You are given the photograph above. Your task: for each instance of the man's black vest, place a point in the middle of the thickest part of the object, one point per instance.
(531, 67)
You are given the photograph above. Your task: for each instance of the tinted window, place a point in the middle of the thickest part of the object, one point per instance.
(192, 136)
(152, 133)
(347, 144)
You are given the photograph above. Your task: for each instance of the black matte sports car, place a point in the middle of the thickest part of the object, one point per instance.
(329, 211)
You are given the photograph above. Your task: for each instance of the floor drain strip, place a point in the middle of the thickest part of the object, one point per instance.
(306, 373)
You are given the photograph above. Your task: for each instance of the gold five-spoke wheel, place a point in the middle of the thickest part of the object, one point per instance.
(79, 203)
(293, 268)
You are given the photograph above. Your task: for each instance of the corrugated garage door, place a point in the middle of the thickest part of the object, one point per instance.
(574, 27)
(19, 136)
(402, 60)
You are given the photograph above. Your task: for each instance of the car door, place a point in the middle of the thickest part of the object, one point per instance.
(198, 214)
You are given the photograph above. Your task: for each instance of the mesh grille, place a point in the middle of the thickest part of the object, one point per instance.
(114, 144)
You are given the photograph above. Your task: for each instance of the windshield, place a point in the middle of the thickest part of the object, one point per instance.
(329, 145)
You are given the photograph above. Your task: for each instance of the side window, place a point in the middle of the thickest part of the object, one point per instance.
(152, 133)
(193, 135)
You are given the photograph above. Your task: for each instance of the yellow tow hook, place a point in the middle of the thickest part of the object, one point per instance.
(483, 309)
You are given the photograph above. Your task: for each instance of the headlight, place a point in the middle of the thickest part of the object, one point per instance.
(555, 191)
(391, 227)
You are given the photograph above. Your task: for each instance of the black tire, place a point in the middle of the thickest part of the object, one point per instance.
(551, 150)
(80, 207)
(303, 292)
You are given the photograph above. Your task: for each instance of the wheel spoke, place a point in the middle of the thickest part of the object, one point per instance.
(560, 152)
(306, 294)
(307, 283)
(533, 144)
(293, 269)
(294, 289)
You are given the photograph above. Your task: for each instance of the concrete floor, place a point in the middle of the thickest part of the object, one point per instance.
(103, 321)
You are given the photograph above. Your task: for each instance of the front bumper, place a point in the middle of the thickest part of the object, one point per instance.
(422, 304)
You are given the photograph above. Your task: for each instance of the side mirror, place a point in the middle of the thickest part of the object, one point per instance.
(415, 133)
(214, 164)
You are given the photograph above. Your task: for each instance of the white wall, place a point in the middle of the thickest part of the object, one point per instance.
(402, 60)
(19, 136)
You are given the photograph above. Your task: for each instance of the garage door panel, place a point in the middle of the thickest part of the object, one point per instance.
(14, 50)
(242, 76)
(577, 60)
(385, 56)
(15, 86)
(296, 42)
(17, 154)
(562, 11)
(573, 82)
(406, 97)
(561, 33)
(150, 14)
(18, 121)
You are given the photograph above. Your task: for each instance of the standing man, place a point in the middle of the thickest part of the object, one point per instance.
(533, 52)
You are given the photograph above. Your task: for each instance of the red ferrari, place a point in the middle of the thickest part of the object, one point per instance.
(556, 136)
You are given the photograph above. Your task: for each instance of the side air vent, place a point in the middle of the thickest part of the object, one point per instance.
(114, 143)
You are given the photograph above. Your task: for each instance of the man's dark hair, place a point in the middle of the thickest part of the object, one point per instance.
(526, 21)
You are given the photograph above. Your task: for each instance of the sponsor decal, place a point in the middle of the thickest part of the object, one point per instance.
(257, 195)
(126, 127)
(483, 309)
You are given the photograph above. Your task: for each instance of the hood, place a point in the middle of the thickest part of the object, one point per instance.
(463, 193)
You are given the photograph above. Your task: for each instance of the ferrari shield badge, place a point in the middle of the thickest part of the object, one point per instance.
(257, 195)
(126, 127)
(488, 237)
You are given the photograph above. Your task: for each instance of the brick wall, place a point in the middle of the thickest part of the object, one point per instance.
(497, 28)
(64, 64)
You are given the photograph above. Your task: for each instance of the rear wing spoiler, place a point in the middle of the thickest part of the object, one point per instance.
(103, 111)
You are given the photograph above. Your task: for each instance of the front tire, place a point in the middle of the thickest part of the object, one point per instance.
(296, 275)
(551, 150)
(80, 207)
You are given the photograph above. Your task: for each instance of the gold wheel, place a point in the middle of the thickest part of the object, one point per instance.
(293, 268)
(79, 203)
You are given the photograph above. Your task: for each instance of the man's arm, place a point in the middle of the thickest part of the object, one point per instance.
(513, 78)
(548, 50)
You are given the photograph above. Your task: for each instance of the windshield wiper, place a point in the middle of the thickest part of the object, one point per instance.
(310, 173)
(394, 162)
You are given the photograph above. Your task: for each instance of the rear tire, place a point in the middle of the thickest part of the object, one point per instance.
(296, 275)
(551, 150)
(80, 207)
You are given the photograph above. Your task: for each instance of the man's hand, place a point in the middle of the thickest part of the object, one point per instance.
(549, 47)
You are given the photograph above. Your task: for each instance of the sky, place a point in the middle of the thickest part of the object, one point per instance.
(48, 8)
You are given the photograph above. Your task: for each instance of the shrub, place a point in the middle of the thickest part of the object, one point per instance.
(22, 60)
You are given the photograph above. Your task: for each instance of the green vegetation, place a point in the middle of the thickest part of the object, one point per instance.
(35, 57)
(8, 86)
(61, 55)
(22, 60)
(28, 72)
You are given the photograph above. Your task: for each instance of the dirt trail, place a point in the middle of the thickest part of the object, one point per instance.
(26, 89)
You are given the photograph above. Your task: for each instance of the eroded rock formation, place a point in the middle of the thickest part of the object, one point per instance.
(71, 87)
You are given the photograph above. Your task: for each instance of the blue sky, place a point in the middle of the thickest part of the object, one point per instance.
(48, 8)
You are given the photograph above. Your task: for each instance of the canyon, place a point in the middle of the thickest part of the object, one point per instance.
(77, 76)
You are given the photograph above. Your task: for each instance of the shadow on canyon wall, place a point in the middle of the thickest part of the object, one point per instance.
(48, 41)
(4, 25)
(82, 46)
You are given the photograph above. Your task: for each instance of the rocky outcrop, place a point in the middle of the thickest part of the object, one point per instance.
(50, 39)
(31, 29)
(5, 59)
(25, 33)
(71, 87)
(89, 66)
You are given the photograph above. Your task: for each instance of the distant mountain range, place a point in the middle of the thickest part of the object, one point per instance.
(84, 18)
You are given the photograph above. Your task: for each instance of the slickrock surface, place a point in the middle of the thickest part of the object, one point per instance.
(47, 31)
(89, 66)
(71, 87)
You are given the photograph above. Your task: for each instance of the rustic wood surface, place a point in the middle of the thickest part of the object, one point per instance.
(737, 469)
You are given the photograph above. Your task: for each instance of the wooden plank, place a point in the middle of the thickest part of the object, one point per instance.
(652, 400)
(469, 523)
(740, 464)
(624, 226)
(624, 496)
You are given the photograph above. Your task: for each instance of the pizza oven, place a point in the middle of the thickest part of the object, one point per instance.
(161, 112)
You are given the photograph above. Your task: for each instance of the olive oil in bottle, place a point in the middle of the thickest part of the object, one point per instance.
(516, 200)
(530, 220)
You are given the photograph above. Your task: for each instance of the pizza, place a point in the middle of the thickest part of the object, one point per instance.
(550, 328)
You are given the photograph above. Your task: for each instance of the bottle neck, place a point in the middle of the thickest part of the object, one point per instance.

·····

▶ About this exercise
The response should contain each record above, retyped exactly.

▶ Exercise solution
You are given the photograph above. Your task: for each instance of the man's black vest, place a point in the middle of the thickest part of the object, one point per instance.
(531, 67)
You are given the photograph above. Your task: for each instance of the tinted window, place a point in the middle of the thickest part of the object, one point per instance.
(192, 136)
(152, 133)
(347, 144)
You are given the photograph above. Your task: for each instance of the black matte sports car, place a point in the middle of the thickest part of the object, one point per instance.
(329, 211)
You are given the photograph above. Your task: for each instance of the floor drain strip, place a point in the middle of the thickest part of the object, one point per instance.
(306, 373)
You are given the photograph above. Your task: for each instance of the gold five-spoke wheel, place a point in the middle of the thickest part of the object, one point per instance.
(79, 203)
(293, 268)
You are given the photograph above. Your task: for each instance of the corrugated garage door, place a point in the middle of the thickest part of the object, one point per instance.
(574, 27)
(19, 136)
(402, 60)
You are given the photograph above. Your task: for each instance of the car door, place a point in the middle of the thickest part of the object, one point per instance.
(198, 214)
You are given the photograph above. Your task: for each instance of the mesh grille, place a point in the middle of the thickest part of the object, one point per instance.
(114, 144)
You are given the photograph above. Your task: for each instance of the windshield, place a point in the middle of the thickest part of the object, one point per instance.
(329, 145)
You are given the photograph above. Your task: for each instance of the side window, place a point in the middle of the thickest part of the object, one point per instance.
(152, 133)
(193, 135)
You are given the photograph above. Your task: for each instance of the yellow tow hook, place a point in the middle of the thickest part of the object, one point per instance.
(483, 309)
You are given the photograph above. Your task: for each instance of the headlight, place a point in the middle of the thickest part of the object, one point per instance.
(555, 191)
(391, 227)
You are given the photograph above. Your task: for each instance of the black tire, place a point in the middle of the thickest part of the object, one point per instance.
(551, 150)
(80, 207)
(303, 292)
You are given the photograph above. Your task: for each instance of the wheel spoke, place a point in the middle of the thickest part of the object, one point per instance.
(560, 152)
(306, 294)
(307, 283)
(533, 144)
(293, 269)
(294, 289)
You are given the photograph above. Your task: for each instance of the concrete floor, place a point in the middle of the thickest part of the object, one point per instance.
(103, 321)
You are given the photograph above. Your task: for each instance of the front bumper, place a point in the middle of the thickest part of the object, one point per instance.
(422, 304)
You are given the photograph above. Your task: for each instance of the side mirror, place a point in the middle of the thickest part of the object, one point per instance.
(415, 133)
(214, 164)
You are given the photograph above. Your task: for each instance of the white wall, place a point in the middle of the thickest part of the object, one point per instance.
(402, 60)
(19, 136)
You are given the photograph above. Your task: for each instance of the garage door panel, place a point in the middle of the thickest part of the object, one point per instance.
(14, 50)
(242, 76)
(577, 60)
(385, 56)
(15, 86)
(296, 42)
(17, 154)
(562, 11)
(573, 82)
(406, 97)
(561, 33)
(150, 14)
(18, 121)
You are given the photograph above. Your task: for each instance of the standing man, place a point in the middle of the thickest part of the object, one point per instance.
(533, 52)
You are given the photograph above. Your task: for each instance of the red ferrari, place a point in the middle of the thickest part of the object, one point per instance.
(556, 136)
You are given the photograph above. Your task: for each instance of the side air vent, place a point in the middle of the thickest part of the object, one point per instance.
(114, 143)
You are given the photograph above. Your task: for each instance of the man's dark hair, place a point in the middle of the thickest part of the object, one point per instance.
(526, 21)
You are given the photograph above. Your task: for each instance of the sponsor decal, place a point in the middle of the thickest part of the object, one point per instance.
(257, 195)
(126, 127)
(483, 309)
You are given the photograph above. Your task: for each instance of the hood, place a point in the middle of the thickest part of the object, one point per instance.
(463, 193)
You are given the photograph above. Your task: for each instance of the ferrari shield badge, place a point in the middle of the thickest part of the object, one point per instance.
(257, 195)
(126, 127)
(488, 237)
You are given the photograph above. Your task: for each instance of the brick wall, place a point in the middle of the thickest part of the object, one point per instance.
(497, 28)
(64, 64)
You are given the photograph above. Your task: for each instance of the rear wing spoiler, place a point in the middle of the thickest part of the object, one point per instance.
(103, 111)
You are given the photograph above. Your task: for each instance of the front tire, place a point in the middle of the thickest part of the object, one point per instance.
(296, 275)
(551, 150)
(80, 207)
You are given the photograph above. Your task: for each instance of the gold wheel, place a point in the middle of the thickest part of the object, one point per instance.
(293, 268)
(79, 203)
You are given the photograph above. Your task: for each instance of the man's arm, place a point in the middle of the thickest part of the object, one point per instance.
(513, 78)
(548, 50)
You are given the photograph above. Your task: for each instance of the windshield wiper, place a point in the middle of the thickest part of the object, one point per instance.
(310, 173)
(394, 162)
You are given the photograph above. Your task: for each instance of the rear tire, place a point in the middle of the thickest part of the object, one point per instance.
(296, 275)
(551, 150)
(80, 207)
You are given the photograph above. Your task: for each instance of the man's hand, place a point in the middle of the thickest part of the object, one point per instance.
(549, 47)
You are given the photograph above. Your task: for each instance of the sky, place a point in the middle of the thickest part of the object, one point per instance.
(48, 8)
You are given the photograph above. Your task: for each instance of the shrub, place a point in the middle of the thickest part of the object, one point per instance.
(22, 60)
You are given the photograph above. Your task: for each instance of the green vegetation, place a point in the middle of the thickest part of the object, one point per instance.
(35, 57)
(8, 86)
(61, 55)
(22, 60)
(28, 72)
You are given the photograph above. Your task: for each instance of the dirt trail, place a point in the middle of the thickest part of the object, one point per instance.
(26, 89)
You are given the photograph above. Your task: for each instance of the eroded rock formation, place a point in the middle of the thickest part of the object, one point per instance.
(71, 87)
You are given the photograph above. Your task: for each instance of the blue sky, place a point in the middle of the thickest part of the object, one point per instance.
(48, 8)
You are given the photograph above. Your task: for each instance of the canyon, place a point in the middle of the thickest part of the object, one point per instance.
(77, 76)
You are given the photograph above. Your task: for each instance of the shadow on canyon wall, place a point in the middle of the thickest part of the object, one point per instance.
(48, 41)
(4, 25)
(82, 46)
You are given the photograph above. Your task: for each instance of the rocky outcrop, place a point in the middle of the thickest part of the object, one point per instance.
(50, 39)
(31, 29)
(5, 59)
(25, 33)
(71, 87)
(89, 66)
You are given the photograph above. Your task: for each instance of the distant mountain range, place a point in the middle of the thickest part of the object, one point per instance.
(84, 18)
You are given the photograph above. Your task: for each instance of the slickrock surface, place a point in the middle of the thickest part of the object, one point per instance.
(47, 31)
(89, 66)
(71, 87)
You are given the photograph above. Your task: for each instance of the rustic wood surface, place a point in the middle of the thickest part of the object, one point per instance.
(737, 469)
You are given the photograph above. Your task: for each instance of the wooden plank, place a point in the middle of the thickest part of the object, one point per instance.
(652, 400)
(469, 523)
(740, 464)
(624, 226)
(624, 496)
You are given the photograph above. Your task: for each instance of the pizza oven, place a point in the middle of the thickest part of the object, one point per instance.
(161, 112)
You are given the photograph above. Your task: for each instance of the olive oil in bottle, place a point in the middle of the thickest part of the object, one point per instance.
(516, 200)
(530, 220)
You are given the photograph above. Your task: for each instance of the pizza, place a point in the middle of the thickest part of the object, one point per instance.
(550, 328)
You are given the photograph above. Your task: for each instance of the bottle neck, place a point in the middle of the thickest part of the object, one point per instance.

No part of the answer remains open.